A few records
───

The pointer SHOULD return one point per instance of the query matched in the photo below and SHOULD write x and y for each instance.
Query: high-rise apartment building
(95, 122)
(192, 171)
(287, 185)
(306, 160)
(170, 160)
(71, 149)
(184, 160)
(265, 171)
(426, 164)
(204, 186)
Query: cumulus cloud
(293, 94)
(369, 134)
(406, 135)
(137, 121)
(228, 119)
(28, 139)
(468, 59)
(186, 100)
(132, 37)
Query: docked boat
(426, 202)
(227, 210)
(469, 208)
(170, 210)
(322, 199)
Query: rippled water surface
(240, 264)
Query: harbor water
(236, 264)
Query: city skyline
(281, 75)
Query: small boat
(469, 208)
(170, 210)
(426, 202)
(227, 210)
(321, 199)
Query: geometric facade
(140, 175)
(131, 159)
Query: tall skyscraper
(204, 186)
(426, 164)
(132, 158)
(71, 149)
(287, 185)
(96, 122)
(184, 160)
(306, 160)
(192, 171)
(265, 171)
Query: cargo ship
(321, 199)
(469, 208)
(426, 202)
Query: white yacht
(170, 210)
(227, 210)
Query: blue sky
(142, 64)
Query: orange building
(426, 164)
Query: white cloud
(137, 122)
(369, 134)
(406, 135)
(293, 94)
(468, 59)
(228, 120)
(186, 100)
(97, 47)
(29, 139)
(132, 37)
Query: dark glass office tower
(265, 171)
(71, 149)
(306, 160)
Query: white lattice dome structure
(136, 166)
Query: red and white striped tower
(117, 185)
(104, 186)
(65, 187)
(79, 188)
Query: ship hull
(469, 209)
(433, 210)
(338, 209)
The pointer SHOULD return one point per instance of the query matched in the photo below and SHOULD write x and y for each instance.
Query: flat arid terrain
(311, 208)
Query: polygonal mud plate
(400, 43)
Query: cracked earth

───

■ TASK TO COMPLETE
Turn every line of the items above into a JSON array of strings, with one string per line and no blank lines.

■ FINISHED ANSWER
[
  "The pointer SHOULD return one point per instance of the query matched in the photo below and SHOULD write x and y for each instance.",
  "Query: high-rise apartment building",
  "(95, 122)",
  "(192, 171)",
  "(287, 185)",
  "(306, 160)",
  "(170, 160)",
  "(71, 149)",
  "(184, 160)",
  "(265, 171)",
  "(426, 164)",
  "(204, 186)",
  "Query: cumulus cloud",
  "(293, 94)",
  "(369, 134)",
  "(406, 135)",
  "(137, 121)",
  "(228, 119)",
  "(28, 139)",
  "(468, 59)",
  "(186, 100)",
  "(132, 37)",
  "Query: docked boat",
  "(426, 202)",
  "(227, 210)",
  "(469, 208)",
  "(170, 210)",
  "(322, 199)",
  "Query: rippled water surface",
  "(240, 264)",
  "Query: harbor water",
  "(236, 264)",
  "Query: city skyline",
  "(281, 75)",
  "Query: small boat",
  "(469, 208)",
  "(170, 210)",
  "(426, 202)",
  "(227, 210)",
  "(321, 199)",
  "Query: geometric facade",
  "(140, 175)",
  "(131, 159)",
  "Query: tall skyscraper",
  "(204, 186)",
  "(426, 164)",
  "(132, 158)",
  "(71, 149)",
  "(287, 185)",
  "(96, 122)",
  "(184, 160)",
  "(306, 160)",
  "(192, 171)",
  "(265, 171)",
  "Query: cargo ship",
  "(321, 199)",
  "(469, 208)",
  "(426, 202)",
  "Query: white yacht",
  "(170, 210)",
  "(227, 210)",
  "Query: blue sky",
  "(142, 64)",
  "Query: orange building",
  "(426, 164)",
  "Query: white cloud",
  "(137, 122)",
  "(369, 134)",
  "(406, 135)",
  "(293, 94)",
  "(468, 59)",
  "(228, 120)",
  "(186, 100)",
  "(97, 47)",
  "(29, 139)",
  "(132, 37)",
  "Query: dark glass office tower",
  "(265, 171)",
  "(71, 149)",
  "(306, 160)",
  "Query: white lattice dome structure",
  "(136, 166)",
  "Query: red and white striped tower",
  "(117, 185)",
  "(104, 186)",
  "(65, 187)",
  "(79, 188)",
  "Query: ship hull",
  "(469, 209)",
  "(433, 210)",
  "(338, 209)",
  "The pointer SHOULD return one point per instance of the query matched in the photo below and SHOULD write x and y for each instance.",
  "Query: flat arid terrain",
  "(311, 208)",
  "Query: polygonal mud plate",
  "(400, 43)",
  "Query: cracked earth"
]